# Task objective
Reformat the lines below, from the one containing "of the wall" through the one containing "<point>732,477</point>", inclusive, as a numbered list, omitting any blank lines.
═════ Input for this task
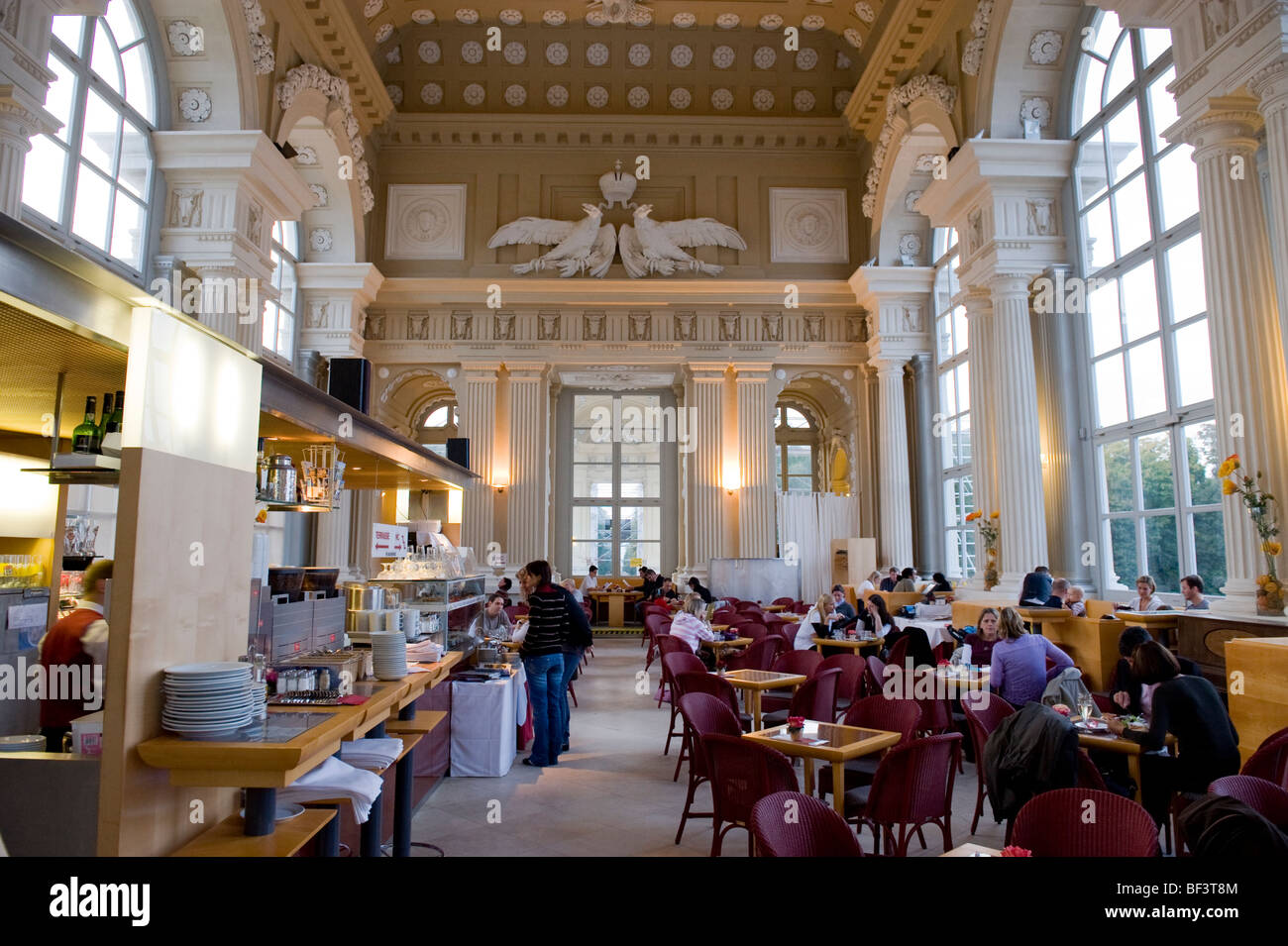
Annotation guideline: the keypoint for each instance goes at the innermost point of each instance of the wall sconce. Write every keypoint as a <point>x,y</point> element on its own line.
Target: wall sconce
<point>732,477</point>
══════════
═════ Input for this task
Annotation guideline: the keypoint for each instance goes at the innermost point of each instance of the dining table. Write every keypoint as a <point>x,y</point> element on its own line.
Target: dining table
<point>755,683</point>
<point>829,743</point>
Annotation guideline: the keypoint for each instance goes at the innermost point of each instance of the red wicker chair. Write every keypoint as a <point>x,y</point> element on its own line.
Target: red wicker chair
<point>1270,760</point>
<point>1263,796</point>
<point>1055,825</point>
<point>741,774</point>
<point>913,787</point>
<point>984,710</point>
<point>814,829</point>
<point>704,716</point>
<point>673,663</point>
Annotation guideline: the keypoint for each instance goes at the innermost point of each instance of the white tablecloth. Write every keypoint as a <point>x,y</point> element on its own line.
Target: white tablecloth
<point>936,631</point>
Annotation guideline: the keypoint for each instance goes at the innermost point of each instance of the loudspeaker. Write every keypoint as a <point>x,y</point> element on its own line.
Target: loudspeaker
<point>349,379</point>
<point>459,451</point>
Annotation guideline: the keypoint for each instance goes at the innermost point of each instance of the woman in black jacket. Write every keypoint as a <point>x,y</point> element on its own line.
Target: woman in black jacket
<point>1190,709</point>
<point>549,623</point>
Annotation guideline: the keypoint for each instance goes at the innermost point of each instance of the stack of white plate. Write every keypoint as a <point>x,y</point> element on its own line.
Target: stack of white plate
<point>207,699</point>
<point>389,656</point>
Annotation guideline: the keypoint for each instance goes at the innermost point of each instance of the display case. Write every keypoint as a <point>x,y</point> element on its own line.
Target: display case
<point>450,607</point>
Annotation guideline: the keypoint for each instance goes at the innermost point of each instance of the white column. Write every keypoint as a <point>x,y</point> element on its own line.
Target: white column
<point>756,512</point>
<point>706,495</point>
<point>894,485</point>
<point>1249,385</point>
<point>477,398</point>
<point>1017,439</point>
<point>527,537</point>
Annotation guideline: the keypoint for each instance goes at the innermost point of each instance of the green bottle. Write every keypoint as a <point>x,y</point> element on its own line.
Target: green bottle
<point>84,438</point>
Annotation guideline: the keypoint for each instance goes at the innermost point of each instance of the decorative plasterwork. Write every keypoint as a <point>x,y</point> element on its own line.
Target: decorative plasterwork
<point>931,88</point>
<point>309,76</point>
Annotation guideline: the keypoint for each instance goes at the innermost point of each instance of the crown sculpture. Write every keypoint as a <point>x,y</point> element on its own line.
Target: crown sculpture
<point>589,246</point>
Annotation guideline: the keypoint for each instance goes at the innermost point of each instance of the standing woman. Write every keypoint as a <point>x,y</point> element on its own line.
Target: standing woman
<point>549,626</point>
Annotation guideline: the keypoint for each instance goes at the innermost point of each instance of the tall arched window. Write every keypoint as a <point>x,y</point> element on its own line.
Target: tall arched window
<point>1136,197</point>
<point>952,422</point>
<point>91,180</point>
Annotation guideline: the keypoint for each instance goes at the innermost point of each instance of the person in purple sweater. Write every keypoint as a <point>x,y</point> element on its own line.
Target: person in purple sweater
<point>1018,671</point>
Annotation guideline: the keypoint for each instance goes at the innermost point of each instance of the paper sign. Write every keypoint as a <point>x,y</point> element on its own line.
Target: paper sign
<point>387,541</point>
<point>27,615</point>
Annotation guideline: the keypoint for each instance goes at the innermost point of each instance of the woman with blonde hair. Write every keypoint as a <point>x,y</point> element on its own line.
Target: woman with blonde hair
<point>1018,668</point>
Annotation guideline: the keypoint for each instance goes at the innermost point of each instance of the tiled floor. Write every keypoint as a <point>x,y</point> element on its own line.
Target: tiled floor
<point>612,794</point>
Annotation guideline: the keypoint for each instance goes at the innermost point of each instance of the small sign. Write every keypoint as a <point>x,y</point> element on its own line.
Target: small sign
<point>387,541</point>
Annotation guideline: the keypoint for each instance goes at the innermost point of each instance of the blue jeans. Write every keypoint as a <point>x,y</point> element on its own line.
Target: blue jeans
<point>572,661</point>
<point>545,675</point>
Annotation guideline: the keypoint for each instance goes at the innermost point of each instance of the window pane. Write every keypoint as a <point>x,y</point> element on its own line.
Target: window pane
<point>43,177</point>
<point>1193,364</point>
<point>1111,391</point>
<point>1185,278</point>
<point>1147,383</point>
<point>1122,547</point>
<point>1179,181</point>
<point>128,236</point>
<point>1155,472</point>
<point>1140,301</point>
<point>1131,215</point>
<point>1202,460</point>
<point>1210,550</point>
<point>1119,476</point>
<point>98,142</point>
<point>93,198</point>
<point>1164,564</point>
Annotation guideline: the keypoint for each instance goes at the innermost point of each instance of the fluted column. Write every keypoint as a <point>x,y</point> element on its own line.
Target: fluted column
══════════
# Task response
1. Annotation guideline: the keypoint for each instance goes at the innermost point of each instance of the wall sconce. Write every keypoint as a <point>x,y</point> element on its own line.
2. Target: wall sconce
3. <point>732,477</point>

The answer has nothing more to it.